* **The exercise**:
Write out each entry, exactly the way it appears.

* **Records of labeled points**:
***

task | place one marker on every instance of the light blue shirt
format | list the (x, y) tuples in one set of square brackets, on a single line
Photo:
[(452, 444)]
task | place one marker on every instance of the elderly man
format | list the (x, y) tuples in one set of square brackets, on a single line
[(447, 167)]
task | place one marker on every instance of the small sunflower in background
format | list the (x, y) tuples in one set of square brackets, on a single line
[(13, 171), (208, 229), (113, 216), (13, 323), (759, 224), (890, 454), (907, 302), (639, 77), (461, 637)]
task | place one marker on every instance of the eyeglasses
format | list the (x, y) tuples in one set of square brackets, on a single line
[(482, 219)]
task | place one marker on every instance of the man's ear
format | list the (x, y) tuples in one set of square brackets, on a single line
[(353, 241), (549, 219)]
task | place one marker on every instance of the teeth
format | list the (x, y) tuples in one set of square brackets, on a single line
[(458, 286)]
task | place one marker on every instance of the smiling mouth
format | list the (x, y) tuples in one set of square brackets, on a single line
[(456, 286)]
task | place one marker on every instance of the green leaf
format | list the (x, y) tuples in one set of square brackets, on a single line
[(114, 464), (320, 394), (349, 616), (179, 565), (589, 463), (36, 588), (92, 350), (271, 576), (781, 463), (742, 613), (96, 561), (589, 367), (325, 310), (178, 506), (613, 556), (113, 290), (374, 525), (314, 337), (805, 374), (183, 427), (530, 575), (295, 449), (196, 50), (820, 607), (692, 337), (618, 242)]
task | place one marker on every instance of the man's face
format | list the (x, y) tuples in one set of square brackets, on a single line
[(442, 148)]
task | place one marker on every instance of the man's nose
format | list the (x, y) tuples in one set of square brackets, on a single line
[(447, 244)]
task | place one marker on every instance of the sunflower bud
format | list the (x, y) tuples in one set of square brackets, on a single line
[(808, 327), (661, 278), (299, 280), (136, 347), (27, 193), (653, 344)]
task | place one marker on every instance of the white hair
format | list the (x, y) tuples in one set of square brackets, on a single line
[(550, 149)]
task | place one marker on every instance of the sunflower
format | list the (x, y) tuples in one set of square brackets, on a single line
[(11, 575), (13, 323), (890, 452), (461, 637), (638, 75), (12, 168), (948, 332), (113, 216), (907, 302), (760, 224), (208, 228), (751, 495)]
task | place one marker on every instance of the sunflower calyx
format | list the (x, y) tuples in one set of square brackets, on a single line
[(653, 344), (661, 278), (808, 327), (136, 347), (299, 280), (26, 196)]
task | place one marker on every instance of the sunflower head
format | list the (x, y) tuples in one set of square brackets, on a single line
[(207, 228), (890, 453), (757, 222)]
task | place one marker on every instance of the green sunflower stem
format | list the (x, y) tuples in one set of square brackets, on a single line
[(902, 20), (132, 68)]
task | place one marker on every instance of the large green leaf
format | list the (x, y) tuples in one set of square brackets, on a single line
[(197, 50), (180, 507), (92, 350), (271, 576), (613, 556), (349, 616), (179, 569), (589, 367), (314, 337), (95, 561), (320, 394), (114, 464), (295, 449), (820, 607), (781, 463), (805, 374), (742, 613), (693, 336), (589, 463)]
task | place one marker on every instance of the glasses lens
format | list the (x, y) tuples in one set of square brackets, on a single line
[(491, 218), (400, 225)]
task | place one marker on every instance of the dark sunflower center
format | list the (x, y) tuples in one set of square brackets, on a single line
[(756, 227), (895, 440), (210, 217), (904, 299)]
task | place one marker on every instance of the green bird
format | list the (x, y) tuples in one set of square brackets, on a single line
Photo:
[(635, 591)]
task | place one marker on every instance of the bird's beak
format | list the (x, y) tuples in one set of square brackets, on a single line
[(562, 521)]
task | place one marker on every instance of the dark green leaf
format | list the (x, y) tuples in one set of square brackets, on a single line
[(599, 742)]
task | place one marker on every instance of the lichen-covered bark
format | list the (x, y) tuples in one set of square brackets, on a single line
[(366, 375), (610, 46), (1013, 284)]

***

* **Result for this exercise**:
task | place one marker on every instance of the light blue shirt
format | list the (x, y) tuples in one set of square brackets, on a single line
Photo:
[(452, 444)]
task | place one marker on every instance of the elderly man
format | list the (x, y) tuples in one set of square brackets, on a single line
[(447, 167)]
task | place one marker on every instance of the small sunflower in background
format | list the (x, y) tuples in one set of square brackets, on a single line
[(13, 171), (208, 229), (113, 216), (13, 323), (759, 224), (890, 454), (907, 302), (639, 77), (461, 637)]
task | place one marker on every instance of the eyeglasses
format | list the (x, y) tuples in one set of square brackets, on a single line
[(482, 219)]
task | place one marker on every instance of the man's ear
format | list the (x, y) tuples in one set of square brackets, on a single line
[(353, 241), (549, 219)]
task | place one marker on every instance of the teeth
format | list the (x, y) tuples in one set of square brackets, on a single line
[(458, 286)]
task | place one marker on every instance of the smiling mouth
format | list the (x, y) tuples in one set of square brackets, on a single line
[(456, 286)]
task | place one marker on every instance of the green leaf
format | list the (x, y) tuples in one set of square brackets, on a single line
[(114, 464), (320, 394), (349, 616), (179, 565), (589, 463), (36, 588), (92, 350), (271, 576), (781, 463), (742, 613), (96, 561), (589, 367), (325, 310), (178, 506), (613, 556), (113, 290), (374, 525), (314, 337), (805, 374), (183, 427), (530, 575), (295, 449), (196, 50), (820, 607), (692, 337), (618, 242)]
task | place one marker on every instance of the man's face
format | list the (x, y) tuples in one set of square brackets, on a single line
[(442, 148)]
task | place one marker on every instance of the man's nose
format | list the (x, y) tuples in one set of square brackets, on a single line
[(447, 244)]
task | place one marker on every instance of the sunflower bud
format | list the (x, y) tuples in one set of square brackets, on a single line
[(808, 327), (661, 278), (299, 280), (136, 347), (27, 193), (653, 344)]
task | place one marker on every instance of the white hair
format | list the (x, y) tuples in one set of square brackets, on a single line
[(550, 149)]
task | place one marker on every instance of the sunflower
format | list the (x, y) tuples in one set of square brackets, on a single line
[(11, 575), (13, 323), (890, 452), (461, 637), (638, 75), (12, 168), (948, 332), (113, 216), (907, 302), (760, 224), (208, 228), (751, 495)]
task | place one marker on every instance of the sunflower calyx
format | list the (x, y) tuples in one set of square brackets, on a single line
[(653, 344), (661, 278), (808, 327), (136, 347), (299, 280), (26, 196)]
task | place one marker on every instance of the sunflower head
format | list the (x, y) tuples in one set of square brackets, on a single line
[(207, 228), (890, 453), (757, 222)]
task | place one marker on every instance of the green sunflower stem
format | list the (x, y) tuples in one set of square brackets, on a single line
[(902, 20), (132, 68)]
task | place one marker on every instance of the large green leaf
format | list the (x, y) tuples in one set of square brackets, on a single line
[(197, 50), (180, 507), (92, 350), (271, 576), (613, 556), (349, 616), (179, 569), (589, 367), (314, 337), (95, 561), (320, 394), (114, 464), (295, 449), (820, 607), (781, 463), (805, 374), (742, 613), (693, 336), (589, 463)]
task | place one marker on every instance of the glasses lens
format | list the (x, y) tuples in one set of square brackets, on a single line
[(491, 218), (400, 225)]
task | place one marker on every instance of the dark sunflower center
format | list the (x, y) tuples in one set of square brackets, on a single line
[(756, 227), (895, 440), (210, 217), (904, 299)]
task | place one marker on every instance of the green bird
format | list the (x, y) tuples in one set of square brackets, on a single line
Photo:
[(635, 591)]
task | place one marker on every instance of the bird's beak
format | list the (x, y) tuples in one set of square brackets, on a single line
[(562, 521)]
task | place one marker on every instance of the dark green leaf
format | list the (x, y) tuples in one set of square brackets, on a single line
[(599, 742)]
task | place one marker on every instance of the lichen-covered bark
format | list the (x, y) tuples in one set of square brackets, on a single line
[(366, 375), (610, 46), (1013, 284)]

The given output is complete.